Task brief → Your reply should be a single number, the count of lines in the records that contain the string "white".

Provided data →
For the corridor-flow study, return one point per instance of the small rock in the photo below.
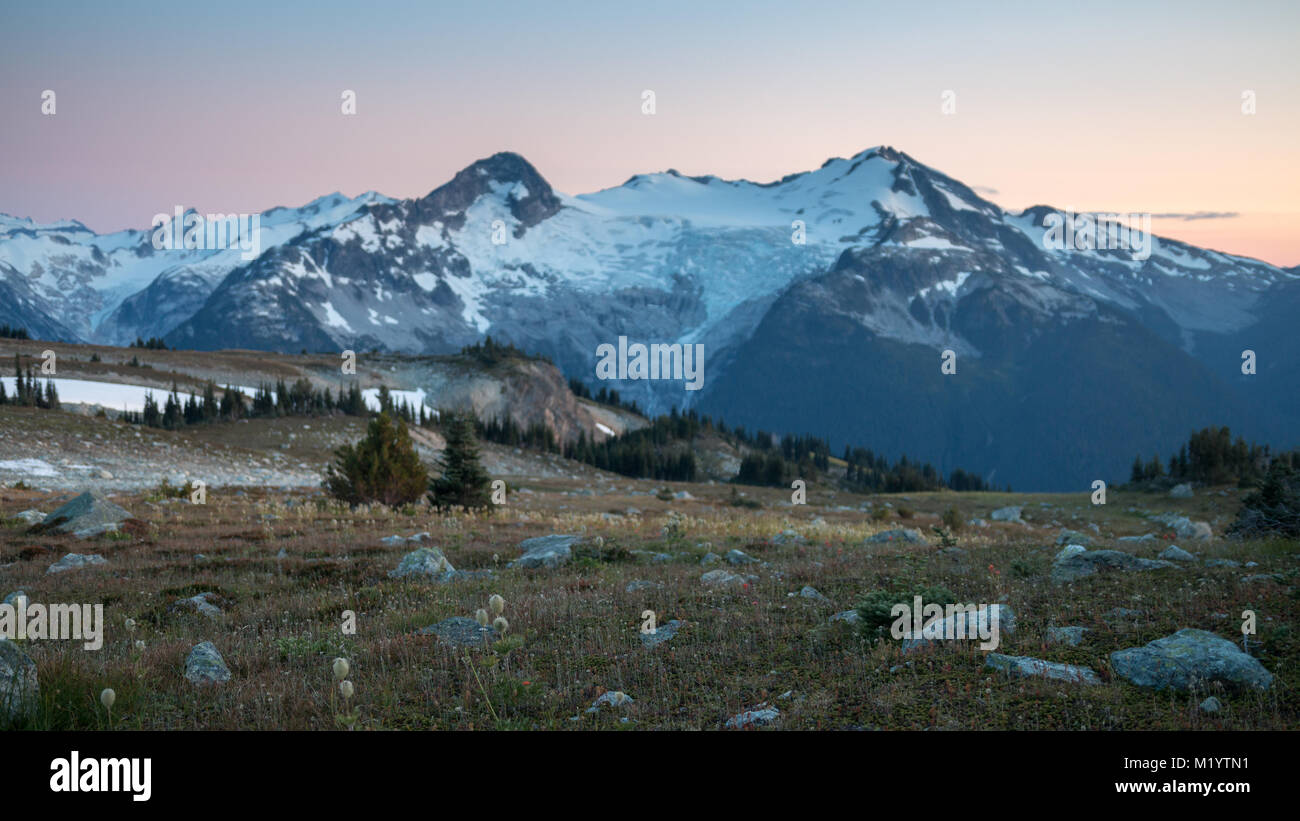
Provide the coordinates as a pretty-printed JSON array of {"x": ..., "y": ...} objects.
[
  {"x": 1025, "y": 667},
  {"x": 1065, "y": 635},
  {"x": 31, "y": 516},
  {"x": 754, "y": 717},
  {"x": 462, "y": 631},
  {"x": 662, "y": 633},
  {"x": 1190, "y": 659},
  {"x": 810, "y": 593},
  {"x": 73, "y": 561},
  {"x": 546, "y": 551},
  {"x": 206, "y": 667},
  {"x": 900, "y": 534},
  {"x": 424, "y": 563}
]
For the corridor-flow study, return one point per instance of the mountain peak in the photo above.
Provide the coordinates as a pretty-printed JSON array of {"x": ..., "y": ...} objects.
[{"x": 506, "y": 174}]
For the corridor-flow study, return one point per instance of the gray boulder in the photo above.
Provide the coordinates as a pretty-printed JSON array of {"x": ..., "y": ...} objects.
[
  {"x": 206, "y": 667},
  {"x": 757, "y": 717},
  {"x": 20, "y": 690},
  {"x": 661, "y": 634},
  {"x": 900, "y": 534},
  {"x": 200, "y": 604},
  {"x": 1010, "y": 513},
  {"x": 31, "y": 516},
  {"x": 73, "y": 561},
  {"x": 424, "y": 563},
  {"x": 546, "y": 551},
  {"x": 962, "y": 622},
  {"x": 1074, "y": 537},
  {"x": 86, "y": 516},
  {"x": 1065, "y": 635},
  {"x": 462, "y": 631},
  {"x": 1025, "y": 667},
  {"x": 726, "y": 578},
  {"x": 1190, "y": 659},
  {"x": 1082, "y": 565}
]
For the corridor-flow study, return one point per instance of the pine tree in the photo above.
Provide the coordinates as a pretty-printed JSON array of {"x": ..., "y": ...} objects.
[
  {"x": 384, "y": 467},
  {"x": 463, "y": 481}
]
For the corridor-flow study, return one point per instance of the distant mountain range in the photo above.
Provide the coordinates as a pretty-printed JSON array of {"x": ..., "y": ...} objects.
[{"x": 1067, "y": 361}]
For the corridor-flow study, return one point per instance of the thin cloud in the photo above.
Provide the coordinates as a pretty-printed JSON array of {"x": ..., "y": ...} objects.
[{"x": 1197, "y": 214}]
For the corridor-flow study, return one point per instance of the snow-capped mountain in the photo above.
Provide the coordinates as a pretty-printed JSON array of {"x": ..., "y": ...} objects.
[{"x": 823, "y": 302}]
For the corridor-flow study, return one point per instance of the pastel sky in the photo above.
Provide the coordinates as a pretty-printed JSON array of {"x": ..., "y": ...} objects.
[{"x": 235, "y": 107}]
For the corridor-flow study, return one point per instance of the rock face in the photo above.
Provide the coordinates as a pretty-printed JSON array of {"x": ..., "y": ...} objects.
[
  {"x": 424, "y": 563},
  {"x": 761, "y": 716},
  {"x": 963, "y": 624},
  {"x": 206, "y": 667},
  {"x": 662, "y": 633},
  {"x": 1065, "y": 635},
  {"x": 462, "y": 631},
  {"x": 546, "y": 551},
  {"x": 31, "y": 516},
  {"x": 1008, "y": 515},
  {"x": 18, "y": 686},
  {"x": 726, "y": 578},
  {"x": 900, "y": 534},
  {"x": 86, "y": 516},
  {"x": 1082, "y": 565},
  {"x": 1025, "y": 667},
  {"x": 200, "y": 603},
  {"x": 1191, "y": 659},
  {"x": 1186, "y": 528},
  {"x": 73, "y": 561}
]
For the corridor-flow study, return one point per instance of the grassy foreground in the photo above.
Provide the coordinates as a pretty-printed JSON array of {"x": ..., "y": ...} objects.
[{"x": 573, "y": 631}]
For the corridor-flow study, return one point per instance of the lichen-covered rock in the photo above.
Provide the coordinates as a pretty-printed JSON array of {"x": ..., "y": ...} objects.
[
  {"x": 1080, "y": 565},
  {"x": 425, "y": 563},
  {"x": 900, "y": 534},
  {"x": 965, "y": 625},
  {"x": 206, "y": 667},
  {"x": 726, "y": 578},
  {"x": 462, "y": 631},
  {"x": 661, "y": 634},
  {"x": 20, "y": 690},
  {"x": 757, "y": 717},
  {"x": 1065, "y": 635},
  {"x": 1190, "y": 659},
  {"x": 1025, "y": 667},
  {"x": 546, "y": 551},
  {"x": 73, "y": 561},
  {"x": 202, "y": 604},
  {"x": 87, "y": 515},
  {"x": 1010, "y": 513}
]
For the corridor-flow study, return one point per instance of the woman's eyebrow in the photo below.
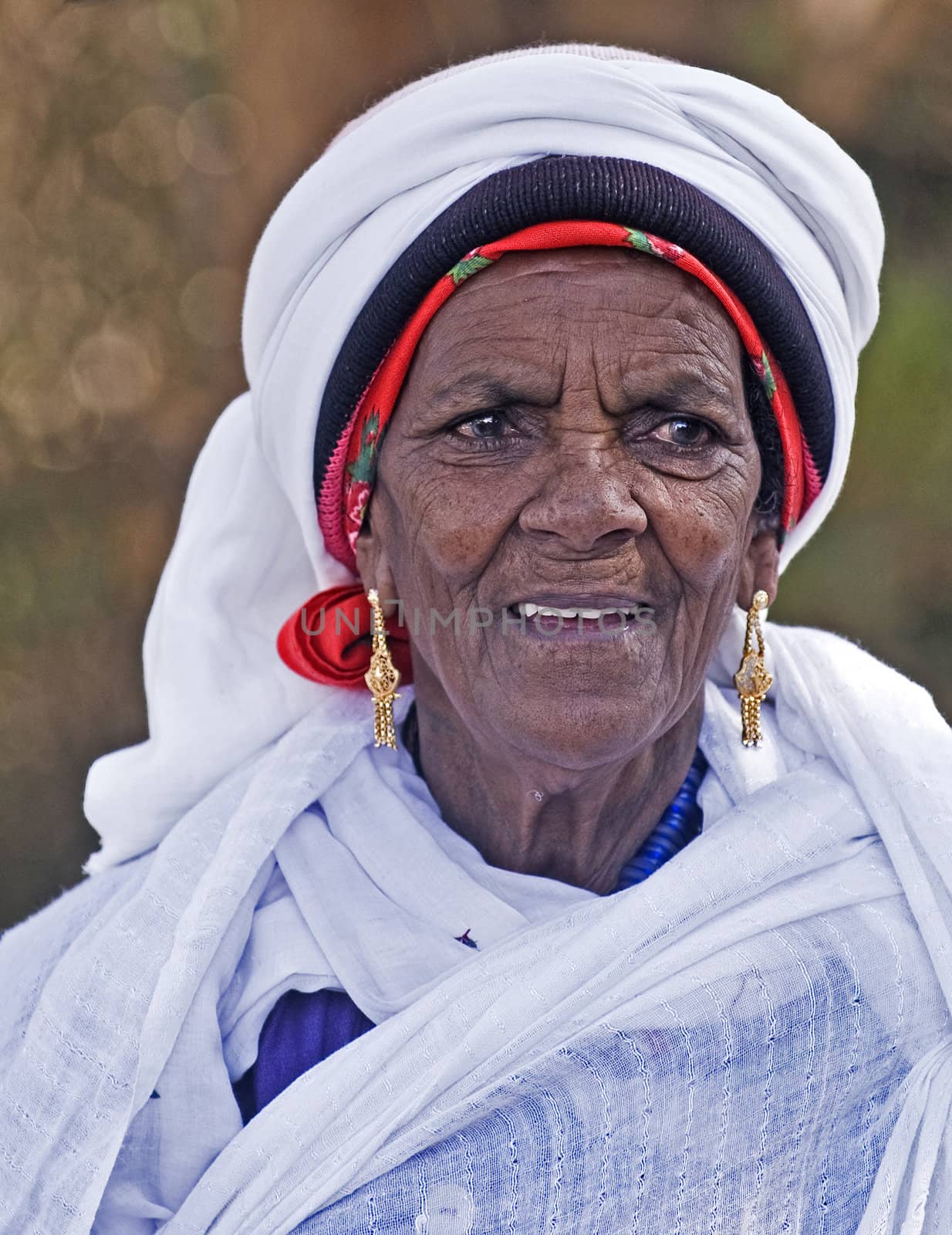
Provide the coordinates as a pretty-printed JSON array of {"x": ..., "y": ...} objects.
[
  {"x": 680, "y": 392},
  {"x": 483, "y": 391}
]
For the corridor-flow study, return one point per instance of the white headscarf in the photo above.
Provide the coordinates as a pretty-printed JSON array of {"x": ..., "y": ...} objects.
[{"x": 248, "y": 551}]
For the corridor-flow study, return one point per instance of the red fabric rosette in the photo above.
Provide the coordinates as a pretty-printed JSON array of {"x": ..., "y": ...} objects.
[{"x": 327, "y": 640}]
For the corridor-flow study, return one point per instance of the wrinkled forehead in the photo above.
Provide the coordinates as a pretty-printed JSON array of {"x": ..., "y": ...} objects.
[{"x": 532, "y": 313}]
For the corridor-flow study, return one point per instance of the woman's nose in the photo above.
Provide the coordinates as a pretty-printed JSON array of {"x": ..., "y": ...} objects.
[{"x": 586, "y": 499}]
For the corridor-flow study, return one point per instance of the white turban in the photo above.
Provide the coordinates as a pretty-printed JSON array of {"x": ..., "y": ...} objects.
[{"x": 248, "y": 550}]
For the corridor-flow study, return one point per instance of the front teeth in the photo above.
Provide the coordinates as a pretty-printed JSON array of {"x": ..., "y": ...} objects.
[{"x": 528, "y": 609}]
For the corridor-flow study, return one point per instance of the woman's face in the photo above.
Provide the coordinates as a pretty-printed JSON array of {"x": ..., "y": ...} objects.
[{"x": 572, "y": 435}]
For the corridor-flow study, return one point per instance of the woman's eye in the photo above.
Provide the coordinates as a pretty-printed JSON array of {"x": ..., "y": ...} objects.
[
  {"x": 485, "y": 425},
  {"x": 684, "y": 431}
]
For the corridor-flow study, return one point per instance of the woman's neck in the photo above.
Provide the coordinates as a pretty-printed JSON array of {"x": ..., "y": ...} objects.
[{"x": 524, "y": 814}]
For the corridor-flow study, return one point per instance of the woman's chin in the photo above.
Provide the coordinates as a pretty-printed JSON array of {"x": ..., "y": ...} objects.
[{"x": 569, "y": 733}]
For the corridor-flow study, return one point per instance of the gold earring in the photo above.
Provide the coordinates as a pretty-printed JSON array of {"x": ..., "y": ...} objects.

Written answer → 2